— Exercise requirements —
Locate every line in the items below that contains the string "reflection", and copy each such line. Matching is case-sensitive.

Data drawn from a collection
______

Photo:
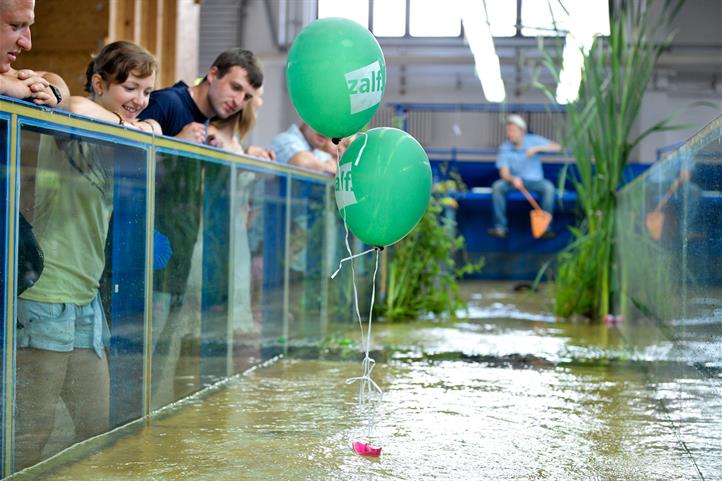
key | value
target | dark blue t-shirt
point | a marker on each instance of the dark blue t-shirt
(173, 108)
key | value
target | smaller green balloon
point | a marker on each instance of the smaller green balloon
(383, 185)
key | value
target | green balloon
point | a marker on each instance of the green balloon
(383, 185)
(336, 76)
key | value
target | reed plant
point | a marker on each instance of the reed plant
(600, 135)
(424, 274)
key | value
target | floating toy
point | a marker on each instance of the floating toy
(363, 449)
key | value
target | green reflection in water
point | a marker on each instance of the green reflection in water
(570, 406)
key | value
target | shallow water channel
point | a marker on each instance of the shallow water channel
(508, 393)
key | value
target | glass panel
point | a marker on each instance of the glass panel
(272, 247)
(427, 20)
(307, 285)
(92, 284)
(389, 18)
(216, 252)
(670, 230)
(177, 284)
(247, 261)
(4, 154)
(356, 10)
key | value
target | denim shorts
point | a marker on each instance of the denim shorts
(61, 327)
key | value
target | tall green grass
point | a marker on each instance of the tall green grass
(599, 133)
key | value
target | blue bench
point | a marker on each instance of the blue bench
(519, 256)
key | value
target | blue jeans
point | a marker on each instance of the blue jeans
(498, 196)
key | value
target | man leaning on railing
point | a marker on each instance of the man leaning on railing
(42, 88)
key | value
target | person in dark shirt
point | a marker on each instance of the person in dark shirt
(185, 112)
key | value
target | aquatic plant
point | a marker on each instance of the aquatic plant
(423, 275)
(599, 133)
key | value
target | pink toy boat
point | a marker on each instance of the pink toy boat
(363, 449)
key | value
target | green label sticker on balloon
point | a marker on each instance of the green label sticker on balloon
(344, 186)
(365, 86)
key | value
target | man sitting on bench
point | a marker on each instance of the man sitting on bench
(520, 166)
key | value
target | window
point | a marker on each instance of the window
(442, 18)
(428, 18)
(355, 10)
(389, 18)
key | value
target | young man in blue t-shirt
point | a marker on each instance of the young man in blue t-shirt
(183, 112)
(520, 166)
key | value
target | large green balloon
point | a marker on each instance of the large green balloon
(383, 185)
(336, 76)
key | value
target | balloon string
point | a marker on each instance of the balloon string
(346, 259)
(360, 152)
(368, 386)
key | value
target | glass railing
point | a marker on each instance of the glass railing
(212, 263)
(670, 286)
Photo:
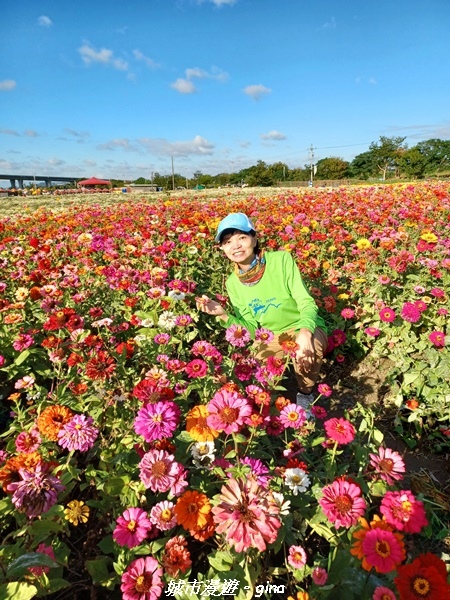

______

— Final result —
target | green reflection in water
point | a marker on each instance of the green reflection in water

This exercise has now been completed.